▶ TEXT SEGMENT:

Synchronously, my purpose shifted from keenly protecting myself in pursuit of “success”, towards becoming “systemically responsible”, serving others. I began to acknowledge the Organisation as “living being” [11], rather than deterministic machine [12], and — integrating “head and heart” — my role transformed from instructing others (or working overtime myself) into an “organisational acupuncturist”. Focused on containing, sparking and liberating the invisible energy flows in the “organisational body” and enabling the system to thrive. Thus, work again had profound meaning. Frankl appropriately suggested: “The more one forgets himself — by giving himself to a cause to serve or another person to love — the more human he is and the more he actualizes himself”. [13]
From Servant to Eco Leadership
Today, I am thoroughly convinced that sustainable organisational transformation is impossible without concurrent individual transformation, in service of a greater purpose. The maturity of an organisation cannot transcend the maturity and consciousness of its leaders. If greater consciousness doesn’t operate, a system does not possess the stability to let go of the past and transition to a new model, without losing its sense of identity and cohesion. [14]
At a personal level, “Servant Leadership” [15] is not about traits or behaviours, but about virtuously pursuing a “self-transforming” stage of adult development [16], where deep clarity of self-awareness and self-regulation springs from a spiritual and “transpersonal” [17] motive to serve others [18]. Mature leaders, says Manfred Kets de Vries, are not only born but “twice born” through painful “individuation” [19] — “defeating their own Dracula” [20]. Bill Torbert describes Servant Leaders as “Alchemists” [21] who co-transform themselves and the world around them, mastering the delicate art of “action inquiry”. By attuning themselves moment-to-moment with their own self, their relationships around them, and their intentionality, they “cultivate the development of the systems in which they participate” [22].
At the organisational level, Servant Leadership means letting go of authority and cultivating a nurturing context to liberate the unique potential in everyone. About people no longer being victims of circumstances, but thriving in the creation of new possibilities. About generating a distributed and regenerative leadership capability, an “eco-centric” flow of energy — what we, collectively, are able to bring to life. From doing to being. From fear to love [23].

▶ Stored entries:
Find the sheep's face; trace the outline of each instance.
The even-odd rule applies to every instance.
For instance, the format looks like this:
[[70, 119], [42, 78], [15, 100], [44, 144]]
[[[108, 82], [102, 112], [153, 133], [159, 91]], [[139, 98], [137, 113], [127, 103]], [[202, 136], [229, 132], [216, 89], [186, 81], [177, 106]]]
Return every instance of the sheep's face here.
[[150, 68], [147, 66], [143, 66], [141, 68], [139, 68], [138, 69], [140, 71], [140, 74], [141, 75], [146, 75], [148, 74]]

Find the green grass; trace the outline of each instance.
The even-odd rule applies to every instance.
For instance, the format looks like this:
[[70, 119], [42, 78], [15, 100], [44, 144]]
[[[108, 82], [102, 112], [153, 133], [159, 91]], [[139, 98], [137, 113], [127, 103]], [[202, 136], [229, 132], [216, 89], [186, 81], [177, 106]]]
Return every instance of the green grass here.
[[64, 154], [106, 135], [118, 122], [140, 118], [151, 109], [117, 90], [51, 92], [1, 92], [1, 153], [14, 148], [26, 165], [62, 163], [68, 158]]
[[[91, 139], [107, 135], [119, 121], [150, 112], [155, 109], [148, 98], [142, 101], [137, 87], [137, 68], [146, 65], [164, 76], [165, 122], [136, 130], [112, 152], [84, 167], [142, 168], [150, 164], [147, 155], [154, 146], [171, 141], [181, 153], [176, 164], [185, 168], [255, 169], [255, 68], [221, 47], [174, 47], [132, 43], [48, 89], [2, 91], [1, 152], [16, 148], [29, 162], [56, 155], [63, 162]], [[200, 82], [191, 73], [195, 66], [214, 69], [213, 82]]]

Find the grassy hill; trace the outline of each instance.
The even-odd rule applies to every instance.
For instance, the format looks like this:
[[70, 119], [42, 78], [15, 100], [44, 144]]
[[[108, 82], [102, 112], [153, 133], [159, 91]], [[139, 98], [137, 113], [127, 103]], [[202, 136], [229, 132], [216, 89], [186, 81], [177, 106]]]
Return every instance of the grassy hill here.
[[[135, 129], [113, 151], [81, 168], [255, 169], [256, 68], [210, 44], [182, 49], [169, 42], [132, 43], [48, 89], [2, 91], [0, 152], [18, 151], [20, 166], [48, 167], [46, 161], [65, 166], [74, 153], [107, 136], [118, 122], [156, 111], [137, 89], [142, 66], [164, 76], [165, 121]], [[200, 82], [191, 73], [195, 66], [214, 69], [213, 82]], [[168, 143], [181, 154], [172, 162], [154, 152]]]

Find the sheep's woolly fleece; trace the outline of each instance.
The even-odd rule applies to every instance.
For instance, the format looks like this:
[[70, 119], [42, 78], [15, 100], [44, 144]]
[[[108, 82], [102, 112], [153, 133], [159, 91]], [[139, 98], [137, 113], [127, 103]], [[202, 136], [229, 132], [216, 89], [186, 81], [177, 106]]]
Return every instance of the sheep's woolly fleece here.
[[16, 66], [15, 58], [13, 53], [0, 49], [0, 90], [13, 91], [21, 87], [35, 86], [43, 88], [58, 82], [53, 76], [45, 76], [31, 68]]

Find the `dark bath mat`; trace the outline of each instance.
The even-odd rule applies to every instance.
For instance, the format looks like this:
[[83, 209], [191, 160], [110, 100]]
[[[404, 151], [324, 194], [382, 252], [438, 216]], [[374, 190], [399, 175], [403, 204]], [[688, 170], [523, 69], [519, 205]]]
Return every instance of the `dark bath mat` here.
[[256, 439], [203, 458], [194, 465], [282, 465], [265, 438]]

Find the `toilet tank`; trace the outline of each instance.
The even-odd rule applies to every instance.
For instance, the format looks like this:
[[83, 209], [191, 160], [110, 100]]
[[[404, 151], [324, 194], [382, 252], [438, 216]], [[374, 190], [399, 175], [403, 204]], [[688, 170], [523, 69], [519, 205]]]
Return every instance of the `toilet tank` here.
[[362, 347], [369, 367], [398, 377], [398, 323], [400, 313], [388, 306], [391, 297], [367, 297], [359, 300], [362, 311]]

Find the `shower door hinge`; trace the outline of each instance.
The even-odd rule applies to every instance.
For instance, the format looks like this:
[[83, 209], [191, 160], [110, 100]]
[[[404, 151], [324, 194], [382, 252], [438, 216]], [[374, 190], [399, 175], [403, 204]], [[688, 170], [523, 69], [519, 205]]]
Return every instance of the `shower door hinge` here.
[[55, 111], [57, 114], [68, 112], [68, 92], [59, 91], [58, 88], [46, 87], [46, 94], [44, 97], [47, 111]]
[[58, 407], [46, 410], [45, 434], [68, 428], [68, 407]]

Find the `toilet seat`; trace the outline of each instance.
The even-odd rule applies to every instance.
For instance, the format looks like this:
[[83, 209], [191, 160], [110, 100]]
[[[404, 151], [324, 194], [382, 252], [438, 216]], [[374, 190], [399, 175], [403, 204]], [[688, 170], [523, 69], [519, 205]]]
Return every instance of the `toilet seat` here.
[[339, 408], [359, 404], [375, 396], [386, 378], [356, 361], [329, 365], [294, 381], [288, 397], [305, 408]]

▶ COMPLETE THE FOLLOWING:
#1 List every person named in the leadership text.
#2 Rewrite everything in the leadership text from "At the organisational" down to "to love [23].", putting "prisoners" in place of "victims".
#3 Answer these questions using the leadership text.
(a) What did the writer begin to acknowledge the Organisation as, rather than a deterministic machine?
(b) According to Manfred Kets de Vries, mature leaders are not only born but what?
(c) What does Bill Torbert call Servant Leaders?

▶ FINAL RESULTS:
#1
Frankl
Manfred Kets de Vries
Bill Torbert

#2
At the organisational level, Servant Leadership means letting go of authority and cultivating a nurturing context to liberate the unique potential in everyone. About people no longer being prisoners of circumstances, but thriving in the creation of new possibilities. About generating a distributed and regenerative leadership capability, an “eco-centric” flow of energy — what we, collectively, are able to bring to life. From doing to being. From fear to love [23].

#3
(a) A "living being"
(b) "Twice born"
(c) "Alchemists"